**Task to complete**
Return every record below exactly as written.

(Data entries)
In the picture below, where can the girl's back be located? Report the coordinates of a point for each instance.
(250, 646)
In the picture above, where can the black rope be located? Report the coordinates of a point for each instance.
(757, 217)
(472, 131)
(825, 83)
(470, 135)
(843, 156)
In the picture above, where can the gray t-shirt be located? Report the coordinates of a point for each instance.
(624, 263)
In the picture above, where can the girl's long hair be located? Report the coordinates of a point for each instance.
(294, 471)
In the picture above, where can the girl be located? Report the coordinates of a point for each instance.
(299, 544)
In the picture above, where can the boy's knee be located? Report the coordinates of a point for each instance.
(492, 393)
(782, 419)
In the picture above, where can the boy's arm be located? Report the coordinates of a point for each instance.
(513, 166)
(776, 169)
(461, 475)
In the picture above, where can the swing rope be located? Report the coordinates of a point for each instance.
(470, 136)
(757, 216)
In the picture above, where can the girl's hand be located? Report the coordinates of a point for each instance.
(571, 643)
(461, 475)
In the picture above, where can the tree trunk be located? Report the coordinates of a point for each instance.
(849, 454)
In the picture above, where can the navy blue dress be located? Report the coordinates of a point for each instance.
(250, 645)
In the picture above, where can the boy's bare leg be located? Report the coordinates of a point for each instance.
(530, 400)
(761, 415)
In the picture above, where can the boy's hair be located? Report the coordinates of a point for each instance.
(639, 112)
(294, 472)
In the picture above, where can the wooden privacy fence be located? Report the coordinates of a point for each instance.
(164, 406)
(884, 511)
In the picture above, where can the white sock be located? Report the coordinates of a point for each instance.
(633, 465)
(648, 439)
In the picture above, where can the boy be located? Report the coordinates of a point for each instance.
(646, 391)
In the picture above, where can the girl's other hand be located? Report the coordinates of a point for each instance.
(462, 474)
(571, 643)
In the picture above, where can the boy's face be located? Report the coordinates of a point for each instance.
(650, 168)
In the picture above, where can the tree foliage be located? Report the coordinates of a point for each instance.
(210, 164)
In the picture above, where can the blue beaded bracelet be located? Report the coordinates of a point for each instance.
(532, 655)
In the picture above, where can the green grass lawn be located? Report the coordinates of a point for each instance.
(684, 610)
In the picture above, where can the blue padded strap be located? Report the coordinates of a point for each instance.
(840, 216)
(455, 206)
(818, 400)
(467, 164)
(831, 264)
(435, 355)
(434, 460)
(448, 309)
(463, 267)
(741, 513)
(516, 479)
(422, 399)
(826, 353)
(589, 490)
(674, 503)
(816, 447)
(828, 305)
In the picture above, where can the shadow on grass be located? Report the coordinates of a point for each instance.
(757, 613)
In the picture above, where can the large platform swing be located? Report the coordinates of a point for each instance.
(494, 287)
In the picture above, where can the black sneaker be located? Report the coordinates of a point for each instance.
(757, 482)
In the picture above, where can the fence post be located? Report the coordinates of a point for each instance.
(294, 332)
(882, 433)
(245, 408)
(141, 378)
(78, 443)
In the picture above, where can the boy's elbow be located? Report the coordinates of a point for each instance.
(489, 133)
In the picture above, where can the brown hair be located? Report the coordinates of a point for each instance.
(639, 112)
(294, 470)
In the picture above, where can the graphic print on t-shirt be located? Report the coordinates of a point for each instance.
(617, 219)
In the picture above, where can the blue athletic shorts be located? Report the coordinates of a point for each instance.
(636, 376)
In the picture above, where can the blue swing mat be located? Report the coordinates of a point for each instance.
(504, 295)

**Result**
In the picture below, where can the girl's back be located? Report the coordinates of a point for each instance.
(250, 646)
In the picture above, where can the black rope be located? Report the coordinates of a point for each instance.
(757, 217)
(472, 131)
(825, 83)
(470, 135)
(843, 156)
In the picture above, where can the gray t-shirt be located? Report the coordinates of a point for each instance.
(624, 263)
In the picture above, where can the girl's long hair be located? Report the coordinates of a point for each instance.
(294, 471)
In the picture above, where can the girl be located? Report the coordinates of a point for each instance.
(299, 544)
In the picture above, where can the boy's knee be located? Report the coordinates of a point for each instance.
(492, 393)
(782, 419)
In the picture above, where can the boy's arm be located? Report the coordinates of a point for each instance.
(513, 166)
(776, 169)
(461, 475)
In the picture above, where can the swing rope be located? Report the coordinates of a point for each instance.
(470, 136)
(757, 216)
In the picture above, where can the girl's hand be located? Report the coordinates of a point for each instance.
(571, 643)
(461, 475)
In the picture above, where can the tree trunk be located? Report the coordinates of a point for each instance.
(849, 454)
In the picture above, where can the navy blue dress be located? Report the coordinates of a point for each instance.
(250, 645)
In the picture above, where can the boy's bare leg be located? Report the coordinates of a point for each instance.
(530, 400)
(761, 415)
In the picture above, where can the boy's hair be located? Report the coordinates of a point for each instance.
(639, 112)
(294, 472)
In the picture above, where can the wooden privacy fence be located? Report the coordinates of a point for each instance.
(164, 406)
(884, 511)
In the picture above, where can the white sock be located? Report the coordinates of a point for each instance.
(633, 465)
(648, 439)
In the picture above, where can the boy be located? Report the coordinates of a point for each instance.
(646, 391)
In the picture above, where can the girl's other hand be located? Report the coordinates of a point for each instance.
(462, 474)
(571, 643)
In the picture above, where can the boy's face be located? Report the coordinates of a point for each instance.
(650, 168)
In the picture above, where can the tree foliage be located? Report the coordinates of a point for each instance.
(210, 164)
In the picture above, where can the blue beaded bracelet be located? Report the coordinates of a point for each instance.
(532, 655)
In the picture above, where can the green grass lawn be located? Report the coordinates of a point for each instance.
(684, 610)
In the picture above, where can the blue padded strap be located? Report the coordinates of a point for each instance.
(840, 216)
(455, 206)
(818, 400)
(467, 164)
(831, 264)
(435, 355)
(434, 460)
(448, 309)
(463, 267)
(741, 513)
(516, 479)
(422, 399)
(826, 353)
(589, 490)
(674, 503)
(816, 447)
(828, 305)
In the picture above, where can the shadow on grass be located? Report the coordinates of a point for each instance.
(757, 613)
In the picture above, where can the large platform swing be located? Report the coordinates of a point for each instance.
(494, 287)
In the picture above, where can the black sneaker be located? Report the coordinates of a point for each instance.
(757, 482)
In the picture above, where can the fence post be located? Report the coordinates of a point for each instance.
(294, 332)
(882, 433)
(245, 408)
(141, 378)
(78, 443)
In the picture above, where can the boy's elbow be located? Report the coordinates of a point for each instance.
(489, 133)
In the picture above, where can the brown hair be located? Report the coordinates of a point for each instance.
(639, 112)
(294, 470)
In the picture above, where can the graphic print on t-shirt be located? Report the coordinates of a point for each instance.
(617, 219)
In the picture above, where can the blue athletic shorts be located? Report the coordinates of a point for each instance.
(636, 376)
In the picture above, where can the blue swing mat be located? Report the coordinates of a point for each instance.
(504, 295)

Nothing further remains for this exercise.